The records that follow should be copied in full, exactly as they read.

===== MATERIAL FOR THIS TASK =====

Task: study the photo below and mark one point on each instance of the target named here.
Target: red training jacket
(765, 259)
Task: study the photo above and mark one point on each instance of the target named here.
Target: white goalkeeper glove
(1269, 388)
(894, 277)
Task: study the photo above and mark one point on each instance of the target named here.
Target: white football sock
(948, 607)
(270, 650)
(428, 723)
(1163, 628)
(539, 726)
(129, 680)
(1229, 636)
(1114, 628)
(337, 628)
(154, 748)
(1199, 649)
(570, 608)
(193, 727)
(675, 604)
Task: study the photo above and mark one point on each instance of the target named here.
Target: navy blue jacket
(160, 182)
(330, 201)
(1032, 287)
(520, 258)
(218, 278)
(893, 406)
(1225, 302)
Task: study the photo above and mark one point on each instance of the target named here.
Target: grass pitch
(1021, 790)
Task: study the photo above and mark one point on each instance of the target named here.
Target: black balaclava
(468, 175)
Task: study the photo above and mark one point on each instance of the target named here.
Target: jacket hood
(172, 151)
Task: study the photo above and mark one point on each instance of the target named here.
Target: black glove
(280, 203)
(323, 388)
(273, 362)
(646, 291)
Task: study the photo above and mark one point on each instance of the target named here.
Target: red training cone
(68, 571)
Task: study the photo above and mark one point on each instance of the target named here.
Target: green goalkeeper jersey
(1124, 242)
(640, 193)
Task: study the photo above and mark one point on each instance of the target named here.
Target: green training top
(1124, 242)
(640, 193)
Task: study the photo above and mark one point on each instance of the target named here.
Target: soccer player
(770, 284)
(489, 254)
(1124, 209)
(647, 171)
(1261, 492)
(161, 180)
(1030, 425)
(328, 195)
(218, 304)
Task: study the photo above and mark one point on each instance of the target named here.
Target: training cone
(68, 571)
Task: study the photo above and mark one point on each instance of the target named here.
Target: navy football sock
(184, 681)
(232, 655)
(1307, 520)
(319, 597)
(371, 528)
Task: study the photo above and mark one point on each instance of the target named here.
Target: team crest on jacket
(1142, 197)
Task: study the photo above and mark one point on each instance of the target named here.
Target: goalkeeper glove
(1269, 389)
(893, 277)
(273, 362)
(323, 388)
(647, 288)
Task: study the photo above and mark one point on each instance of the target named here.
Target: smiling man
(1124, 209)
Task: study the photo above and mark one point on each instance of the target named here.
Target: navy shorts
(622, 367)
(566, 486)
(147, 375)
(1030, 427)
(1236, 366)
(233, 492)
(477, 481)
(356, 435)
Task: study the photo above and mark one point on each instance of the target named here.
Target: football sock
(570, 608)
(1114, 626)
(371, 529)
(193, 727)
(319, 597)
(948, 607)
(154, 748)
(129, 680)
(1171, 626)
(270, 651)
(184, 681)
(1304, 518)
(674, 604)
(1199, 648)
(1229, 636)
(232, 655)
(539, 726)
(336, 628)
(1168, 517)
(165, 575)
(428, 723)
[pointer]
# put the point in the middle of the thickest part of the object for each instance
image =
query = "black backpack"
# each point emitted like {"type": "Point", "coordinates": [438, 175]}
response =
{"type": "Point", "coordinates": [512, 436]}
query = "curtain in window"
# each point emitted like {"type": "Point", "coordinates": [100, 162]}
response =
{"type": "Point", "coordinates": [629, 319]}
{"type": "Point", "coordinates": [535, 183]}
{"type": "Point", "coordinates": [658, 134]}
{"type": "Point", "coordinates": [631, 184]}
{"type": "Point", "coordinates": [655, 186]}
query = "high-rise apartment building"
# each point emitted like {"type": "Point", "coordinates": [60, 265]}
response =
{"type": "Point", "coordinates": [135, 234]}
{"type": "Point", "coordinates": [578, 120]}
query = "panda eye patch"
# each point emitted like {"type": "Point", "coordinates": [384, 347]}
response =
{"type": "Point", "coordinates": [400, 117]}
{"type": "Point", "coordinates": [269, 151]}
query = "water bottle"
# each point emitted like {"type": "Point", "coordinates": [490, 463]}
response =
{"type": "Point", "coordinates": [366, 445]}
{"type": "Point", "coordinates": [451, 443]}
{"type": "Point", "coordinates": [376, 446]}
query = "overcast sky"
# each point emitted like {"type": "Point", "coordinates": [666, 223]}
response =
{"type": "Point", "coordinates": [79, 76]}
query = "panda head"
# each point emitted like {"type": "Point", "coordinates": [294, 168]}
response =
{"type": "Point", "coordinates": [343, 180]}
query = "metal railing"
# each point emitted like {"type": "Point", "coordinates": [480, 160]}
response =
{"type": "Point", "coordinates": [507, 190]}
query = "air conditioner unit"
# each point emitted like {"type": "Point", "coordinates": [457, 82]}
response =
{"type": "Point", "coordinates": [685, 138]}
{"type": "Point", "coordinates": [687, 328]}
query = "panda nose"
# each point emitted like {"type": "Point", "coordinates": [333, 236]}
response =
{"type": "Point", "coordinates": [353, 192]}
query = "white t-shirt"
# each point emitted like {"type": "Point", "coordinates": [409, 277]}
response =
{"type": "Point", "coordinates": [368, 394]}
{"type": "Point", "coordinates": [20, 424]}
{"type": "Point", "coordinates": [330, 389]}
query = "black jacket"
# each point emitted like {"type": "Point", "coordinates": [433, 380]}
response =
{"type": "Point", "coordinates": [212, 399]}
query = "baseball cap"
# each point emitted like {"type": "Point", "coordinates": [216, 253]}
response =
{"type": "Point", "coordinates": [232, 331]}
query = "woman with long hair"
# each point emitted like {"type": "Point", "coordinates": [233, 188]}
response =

=====

> [TASK RESULT]
Task: study the photo below and mark one point on each instance of the target named here.
Target: red training jacket
(765, 259)
Task: study the photo above and mark one point on each instance of the target named here.
Target: white goalkeeper glove
(1269, 388)
(894, 277)
Task: study the photo above and mark one point on each instance of the target named here.
Target: white football sock
(948, 607)
(270, 650)
(428, 723)
(1163, 628)
(539, 726)
(129, 680)
(1229, 636)
(1114, 628)
(337, 628)
(154, 748)
(1199, 649)
(570, 608)
(193, 727)
(675, 604)
Task: study the photo above and mark one point on each instance of the target named here.
Target: navy blue jacket
(160, 182)
(330, 201)
(1032, 287)
(520, 258)
(218, 278)
(893, 406)
(1225, 302)
Task: study the photo above and mark one point on each instance of the target named here.
Target: grass pitch
(1021, 790)
Task: study the photo above and mark one point on each instance of the target named here.
Target: black balaclava
(468, 175)
Task: study the photo above and mark one point on each instance of the target named here.
Target: jacket hood
(172, 151)
Task: study the photo above and mark one point on each instance of the target named here.
Target: black glove
(280, 203)
(323, 388)
(273, 362)
(646, 291)
Task: study the photo above and mark one point on each instance of the target named here.
Target: red training cone
(68, 571)
Task: study the photo above and mark one point on each instance of the target named here.
Target: green goalkeeper jersey
(1124, 242)
(640, 193)
Task: study the photo above and mark one point on each instance of the target named here.
Target: green training top
(1124, 242)
(640, 193)
Task: study the photo above and mark one point on each instance of the target named here.
Target: soccer player
(770, 284)
(489, 254)
(1124, 209)
(647, 171)
(1261, 492)
(161, 180)
(1030, 425)
(328, 195)
(218, 304)
Task: study the photo above and mark one point on each instance of the target named here.
Target: training cone
(68, 571)
Task: study the photo above and mark one point on each instance of the target named here.
Target: navy football sock
(184, 681)
(232, 655)
(1307, 520)
(319, 597)
(371, 528)
Task: study the photo above and mark one point on each instance of the target named here.
Target: team crest on jacket
(1142, 197)
Task: study the photo above and mark one point on each instance of the target named here.
Target: goalkeeper glove
(1269, 389)
(893, 277)
(273, 362)
(323, 388)
(647, 288)
Task: study the photo above and mark one point on each instance of the target named here.
Target: smiling man
(1124, 209)
Task: study the photo above and mark one point on each instance of the target named here.
Target: navy shorts
(622, 367)
(566, 486)
(147, 375)
(1030, 427)
(1236, 366)
(233, 492)
(477, 481)
(356, 435)
Task: study the photo above and mark one point on each instance of the target named here.
Target: football sock
(570, 608)
(1114, 626)
(371, 529)
(193, 727)
(319, 597)
(948, 607)
(154, 748)
(129, 680)
(1171, 626)
(270, 651)
(184, 681)
(1304, 518)
(674, 604)
(1199, 648)
(1229, 636)
(232, 655)
(539, 726)
(336, 628)
(1168, 517)
(165, 575)
(428, 723)
[pointer]
# put the point in the middle of the thickest part of the object for each instance
image =
query = "black backpack"
# each point emitted like {"type": "Point", "coordinates": [438, 175]}
response =
{"type": "Point", "coordinates": [512, 436]}
query = "curtain in window"
# each point emitted like {"type": "Point", "coordinates": [100, 162]}
response =
{"type": "Point", "coordinates": [629, 319]}
{"type": "Point", "coordinates": [535, 183]}
{"type": "Point", "coordinates": [658, 134]}
{"type": "Point", "coordinates": [631, 184]}
{"type": "Point", "coordinates": [655, 186]}
query = "high-rise apartment building"
# each point emitted like {"type": "Point", "coordinates": [60, 265]}
response =
{"type": "Point", "coordinates": [135, 234]}
{"type": "Point", "coordinates": [578, 120]}
query = "panda eye patch"
# each point emitted like {"type": "Point", "coordinates": [384, 347]}
response =
{"type": "Point", "coordinates": [400, 117]}
{"type": "Point", "coordinates": [269, 151]}
query = "water bottle"
# each point emitted like {"type": "Point", "coordinates": [490, 463]}
response =
{"type": "Point", "coordinates": [366, 445]}
{"type": "Point", "coordinates": [451, 443]}
{"type": "Point", "coordinates": [376, 446]}
query = "overcast sky"
# each point emitted like {"type": "Point", "coordinates": [666, 223]}
response =
{"type": "Point", "coordinates": [79, 76]}
query = "panda head"
# each point emitted like {"type": "Point", "coordinates": [294, 168]}
response =
{"type": "Point", "coordinates": [343, 180]}
query = "metal railing"
# each point emitted like {"type": "Point", "coordinates": [480, 160]}
response =
{"type": "Point", "coordinates": [507, 190]}
query = "air conditioner unit"
# each point emitted like {"type": "Point", "coordinates": [457, 82]}
response =
{"type": "Point", "coordinates": [685, 138]}
{"type": "Point", "coordinates": [687, 328]}
query = "panda nose"
# each point emitted like {"type": "Point", "coordinates": [333, 236]}
response =
{"type": "Point", "coordinates": [353, 192]}
query = "white t-shirt"
# each point emitted like {"type": "Point", "coordinates": [409, 277]}
response =
{"type": "Point", "coordinates": [368, 394]}
{"type": "Point", "coordinates": [20, 424]}
{"type": "Point", "coordinates": [330, 389]}
query = "black jacket"
# each point emitted like {"type": "Point", "coordinates": [433, 380]}
response =
{"type": "Point", "coordinates": [212, 399]}
query = "baseball cap"
# each point emitted like {"type": "Point", "coordinates": [216, 253]}
response =
{"type": "Point", "coordinates": [232, 331]}
query = "woman with long hair"
# each point emitted like {"type": "Point", "coordinates": [233, 188]}
response =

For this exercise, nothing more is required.